» **Selected text**:

Empty public space in downtown Raleigh.
Jason deBruyn

North Carolina's elected officials on Tuesday pledged cooperation and prepared for prolonged social distancing restrictions as COVID-19- related deaths jumped by a third statewide. Worries also deepened about the growing number of infections behind prison and jail bars.

"We will get through this, particularly we will get through this if everyone does his or her part," Gov. Roy Cooper said during the regular monthly meeting of the Council of State, composed of the 10 statewide executive branch leaders.

State Treasurer Dale Folwell, who said he tested positive about two weeks ago, participated in the Council conference call days after being released from hospital treatment. Still sounding weak, Folwell called the experience "very, very intense" and thanked council members for their prayers.

The Department of Health and Human Services reported 46 deaths related to COVID-19 as of Tuesday morning, compared to 33 on Monday. More than 3,200 cases have now been reported statewide and over 350 of them were now hospitalized.

» **Material provided**:
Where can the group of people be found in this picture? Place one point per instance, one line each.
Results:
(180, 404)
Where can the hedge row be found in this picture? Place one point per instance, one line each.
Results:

» **What is needed**:
Copy out the full North Carolina COVID-19 news excerpt above, word for word.

» **Written solution**:
Empty public space in downtown Raleigh.
Jason deBruyn

North Carolina's elected officials on Tuesday pledged cooperation and prepared for prolonged social distancing restrictions as COVID-19- related deaths jumped by a third statewide. Worries also deepened about the growing number of infections behind prison and jail bars.

"We will get through this, particularly we will get through this if everyone does his or her part," Gov. Roy Cooper said during the regular monthly meeting of the Council of State, composed of the 10 statewide executive branch leaders.

State Treasurer Dale Folwell, who said he tested positive about two weeks ago, participated in the Council conference call days after being released from hospital treatment. Still sounding weak, Folwell called the experience "very, very intense" and thanked council members for their prayers.

The Department of Health and Human Services reported 46 deaths related to COVID-19 as of Tuesday morning, compared to 33 on Monday. More than 3,200 cases have now been reported statewide and over 350 of them were now hospitalized.